Write out only the lines from the line that holds "mungo plant in this photo." to the end of the listing below, inclusive, with the pictures omitted.

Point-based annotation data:

↓

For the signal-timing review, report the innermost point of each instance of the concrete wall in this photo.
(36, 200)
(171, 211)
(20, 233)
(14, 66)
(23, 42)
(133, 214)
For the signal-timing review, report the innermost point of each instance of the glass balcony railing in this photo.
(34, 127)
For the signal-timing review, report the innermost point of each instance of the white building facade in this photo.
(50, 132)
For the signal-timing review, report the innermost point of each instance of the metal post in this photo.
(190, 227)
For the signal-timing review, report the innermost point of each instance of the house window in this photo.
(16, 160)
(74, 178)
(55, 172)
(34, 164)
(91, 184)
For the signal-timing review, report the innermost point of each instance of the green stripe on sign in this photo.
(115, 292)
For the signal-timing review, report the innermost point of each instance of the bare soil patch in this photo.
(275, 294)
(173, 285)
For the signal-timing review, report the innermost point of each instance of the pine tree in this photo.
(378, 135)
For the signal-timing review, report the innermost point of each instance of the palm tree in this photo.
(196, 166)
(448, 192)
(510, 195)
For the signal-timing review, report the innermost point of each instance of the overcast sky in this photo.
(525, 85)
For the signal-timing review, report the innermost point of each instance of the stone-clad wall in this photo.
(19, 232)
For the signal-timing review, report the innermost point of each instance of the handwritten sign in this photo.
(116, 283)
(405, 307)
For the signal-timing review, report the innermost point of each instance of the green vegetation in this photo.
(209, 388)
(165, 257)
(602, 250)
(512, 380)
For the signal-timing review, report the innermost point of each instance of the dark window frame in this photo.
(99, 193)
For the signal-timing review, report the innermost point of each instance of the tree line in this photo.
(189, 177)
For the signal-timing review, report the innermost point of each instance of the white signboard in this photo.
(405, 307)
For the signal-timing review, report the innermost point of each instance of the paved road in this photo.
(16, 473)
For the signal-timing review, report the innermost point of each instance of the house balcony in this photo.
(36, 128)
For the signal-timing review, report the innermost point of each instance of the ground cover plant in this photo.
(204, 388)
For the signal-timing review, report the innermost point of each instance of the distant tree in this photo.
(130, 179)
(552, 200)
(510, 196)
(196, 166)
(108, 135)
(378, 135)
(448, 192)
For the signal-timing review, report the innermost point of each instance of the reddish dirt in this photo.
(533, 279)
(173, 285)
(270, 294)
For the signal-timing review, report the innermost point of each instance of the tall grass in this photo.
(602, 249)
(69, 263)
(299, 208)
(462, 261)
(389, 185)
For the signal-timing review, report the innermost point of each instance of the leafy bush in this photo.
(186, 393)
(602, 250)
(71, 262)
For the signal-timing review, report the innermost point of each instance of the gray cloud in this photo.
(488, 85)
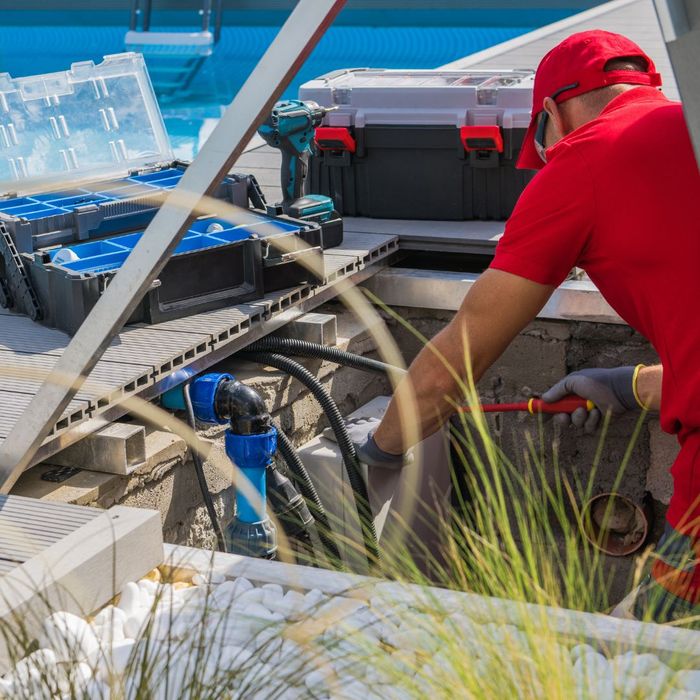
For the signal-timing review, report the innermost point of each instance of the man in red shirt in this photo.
(616, 196)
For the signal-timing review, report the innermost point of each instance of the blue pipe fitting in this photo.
(251, 454)
(203, 391)
(203, 394)
(251, 533)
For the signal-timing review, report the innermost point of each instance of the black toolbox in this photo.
(421, 144)
(87, 166)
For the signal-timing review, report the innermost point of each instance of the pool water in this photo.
(190, 116)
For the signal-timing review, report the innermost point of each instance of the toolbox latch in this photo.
(481, 138)
(335, 138)
(483, 144)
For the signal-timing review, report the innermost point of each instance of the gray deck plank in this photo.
(142, 355)
(12, 404)
(24, 373)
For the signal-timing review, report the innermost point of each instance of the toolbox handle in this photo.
(481, 138)
(335, 138)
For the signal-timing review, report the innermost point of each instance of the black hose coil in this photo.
(347, 449)
(304, 348)
(308, 491)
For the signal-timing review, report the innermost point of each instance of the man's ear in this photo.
(556, 128)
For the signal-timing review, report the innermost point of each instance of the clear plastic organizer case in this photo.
(85, 163)
(84, 153)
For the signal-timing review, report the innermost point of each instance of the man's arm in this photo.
(649, 382)
(498, 306)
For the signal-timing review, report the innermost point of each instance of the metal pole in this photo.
(206, 15)
(680, 24)
(295, 41)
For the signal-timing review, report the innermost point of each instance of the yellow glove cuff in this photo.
(641, 404)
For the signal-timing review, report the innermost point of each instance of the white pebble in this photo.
(108, 624)
(272, 594)
(70, 637)
(135, 624)
(96, 690)
(121, 654)
(211, 578)
(633, 664)
(252, 597)
(313, 599)
(232, 658)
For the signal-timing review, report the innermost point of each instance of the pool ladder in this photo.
(174, 58)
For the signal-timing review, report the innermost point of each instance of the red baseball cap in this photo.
(575, 66)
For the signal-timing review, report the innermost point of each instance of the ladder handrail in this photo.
(141, 11)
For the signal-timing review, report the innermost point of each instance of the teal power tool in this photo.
(290, 128)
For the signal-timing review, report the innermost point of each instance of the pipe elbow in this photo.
(244, 407)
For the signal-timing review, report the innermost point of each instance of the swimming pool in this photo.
(370, 38)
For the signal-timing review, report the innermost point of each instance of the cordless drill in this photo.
(290, 127)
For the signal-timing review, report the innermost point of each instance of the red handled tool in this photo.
(534, 406)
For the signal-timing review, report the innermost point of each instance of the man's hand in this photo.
(611, 390)
(498, 306)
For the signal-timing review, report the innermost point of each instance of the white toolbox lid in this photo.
(365, 96)
(91, 122)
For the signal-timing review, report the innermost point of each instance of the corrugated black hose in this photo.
(308, 491)
(201, 477)
(347, 449)
(304, 348)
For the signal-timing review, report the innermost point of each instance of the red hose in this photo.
(567, 405)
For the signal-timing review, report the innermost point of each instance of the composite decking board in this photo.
(105, 378)
(635, 19)
(12, 404)
(29, 526)
(212, 322)
(142, 355)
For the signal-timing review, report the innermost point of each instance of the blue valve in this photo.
(251, 443)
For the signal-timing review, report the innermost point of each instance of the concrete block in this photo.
(119, 448)
(664, 449)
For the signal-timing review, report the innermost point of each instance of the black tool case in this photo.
(87, 166)
(428, 144)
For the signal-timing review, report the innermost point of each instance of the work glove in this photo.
(609, 389)
(361, 432)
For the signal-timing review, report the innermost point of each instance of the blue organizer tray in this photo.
(109, 254)
(41, 205)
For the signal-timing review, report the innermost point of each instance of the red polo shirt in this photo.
(619, 198)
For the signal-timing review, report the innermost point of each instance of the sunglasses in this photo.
(542, 124)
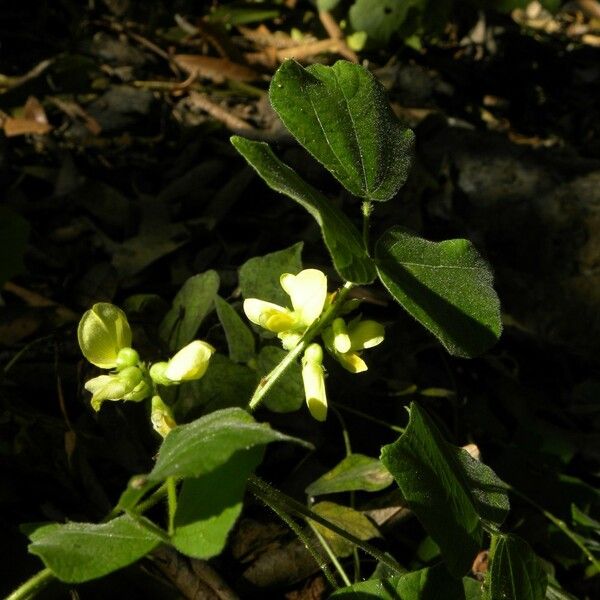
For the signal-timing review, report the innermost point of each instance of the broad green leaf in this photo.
(190, 306)
(515, 572)
(239, 336)
(203, 445)
(450, 492)
(381, 19)
(349, 520)
(77, 552)
(432, 583)
(355, 472)
(287, 395)
(446, 286)
(259, 276)
(224, 385)
(327, 4)
(209, 506)
(342, 116)
(341, 237)
(14, 231)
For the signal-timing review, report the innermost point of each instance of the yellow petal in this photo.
(308, 291)
(351, 362)
(102, 332)
(271, 316)
(314, 382)
(190, 362)
(366, 334)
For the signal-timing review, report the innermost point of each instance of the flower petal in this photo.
(102, 332)
(268, 315)
(308, 291)
(190, 362)
(366, 334)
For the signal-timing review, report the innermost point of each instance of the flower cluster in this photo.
(104, 337)
(344, 341)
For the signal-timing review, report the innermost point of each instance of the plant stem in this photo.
(267, 382)
(561, 525)
(289, 521)
(172, 502)
(367, 209)
(331, 554)
(33, 585)
(270, 495)
(367, 417)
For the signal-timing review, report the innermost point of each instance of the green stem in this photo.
(172, 502)
(561, 525)
(367, 417)
(153, 499)
(267, 382)
(270, 495)
(331, 554)
(32, 586)
(367, 209)
(289, 521)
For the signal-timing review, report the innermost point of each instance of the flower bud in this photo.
(128, 384)
(190, 362)
(103, 331)
(341, 339)
(314, 382)
(157, 373)
(161, 417)
(127, 357)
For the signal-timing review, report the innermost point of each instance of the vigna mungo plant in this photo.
(341, 116)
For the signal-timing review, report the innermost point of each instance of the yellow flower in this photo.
(128, 384)
(308, 294)
(161, 417)
(314, 382)
(188, 364)
(346, 343)
(102, 333)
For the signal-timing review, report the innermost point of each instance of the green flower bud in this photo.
(314, 382)
(127, 357)
(161, 417)
(157, 373)
(103, 331)
(129, 384)
(190, 362)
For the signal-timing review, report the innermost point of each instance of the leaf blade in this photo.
(341, 237)
(446, 286)
(449, 491)
(341, 115)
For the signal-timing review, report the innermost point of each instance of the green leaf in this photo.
(450, 492)
(239, 336)
(432, 583)
(190, 306)
(259, 276)
(14, 231)
(446, 286)
(381, 19)
(350, 520)
(225, 384)
(287, 395)
(342, 116)
(203, 445)
(77, 552)
(515, 572)
(355, 472)
(209, 506)
(342, 239)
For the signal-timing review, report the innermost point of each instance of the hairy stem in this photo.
(270, 495)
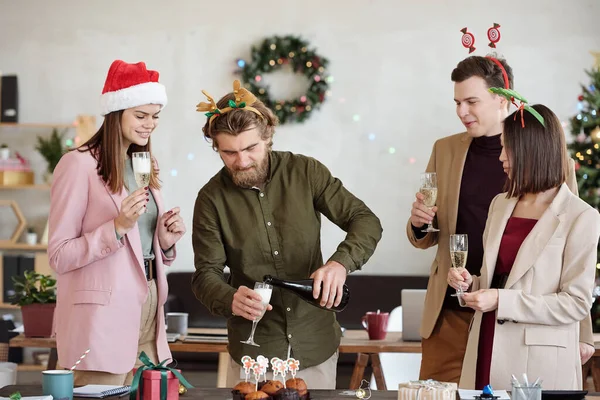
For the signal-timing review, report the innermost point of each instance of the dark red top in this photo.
(515, 233)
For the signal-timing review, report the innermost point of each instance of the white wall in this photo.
(391, 60)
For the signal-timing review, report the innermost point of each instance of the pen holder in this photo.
(521, 392)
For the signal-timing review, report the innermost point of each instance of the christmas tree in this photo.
(585, 149)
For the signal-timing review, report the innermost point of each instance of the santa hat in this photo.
(131, 85)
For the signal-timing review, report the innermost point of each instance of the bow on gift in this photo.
(164, 371)
(511, 96)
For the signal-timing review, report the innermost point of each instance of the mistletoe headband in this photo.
(493, 34)
(243, 100)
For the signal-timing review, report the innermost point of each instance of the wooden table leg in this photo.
(596, 372)
(53, 359)
(222, 369)
(378, 372)
(359, 370)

↑

▸ SOLUTION TO THE EXERCISE:
For the signal-timing review, report the innermost point of each instance of the vigna mungo plant in this photo.
(341, 116)
For the signal-timing review, report the innermost point of each instance of the yellow flower in this photo.
(128, 384)
(308, 294)
(161, 417)
(314, 382)
(188, 364)
(346, 343)
(102, 333)
For the signal-timing review, report the innermost point of each instance of the green flower bud in this photo.
(314, 382)
(127, 357)
(161, 417)
(157, 373)
(103, 331)
(129, 384)
(190, 362)
For the signal-timing review, report the innermost point of each instance of the leaf blade in this photo.
(341, 237)
(446, 286)
(449, 491)
(341, 115)
For the signal-timing review, report the innermost point of each instance of the green leaf in this photo.
(450, 492)
(239, 336)
(432, 583)
(190, 306)
(259, 276)
(14, 231)
(446, 286)
(381, 19)
(350, 520)
(225, 384)
(287, 395)
(342, 116)
(203, 445)
(77, 552)
(515, 572)
(355, 472)
(209, 506)
(342, 239)
For the signal-timing review, report the innermost point of each instance of the hairy stem in this photo.
(270, 495)
For the signal-timing review, report the innermost point of each instance of the dark red top in this photo.
(515, 233)
For the signal-timing review, report the innermost point of each instance of the white wall in this photo.
(391, 60)
For the signal-timing review, report the innermost point of each instance of the pen holder in this photo.
(521, 392)
For the signal-timing review, report the innermost point of each instance of the christmas tree in this photo.
(585, 149)
For the signal-timing review, report the innermost point of each instance of the santa hat in this photo.
(131, 85)
For the signal-timing review, report the innermost point of each instance of the bow on gift in this photo.
(164, 371)
(511, 96)
For the signal-timing review, report the innermost point of each instance of the mistletoe headband in this photo.
(493, 34)
(243, 100)
For the signal-timing review, report the innermost point of each instance of the wooden table leg in this photo.
(596, 372)
(53, 359)
(222, 369)
(378, 372)
(359, 370)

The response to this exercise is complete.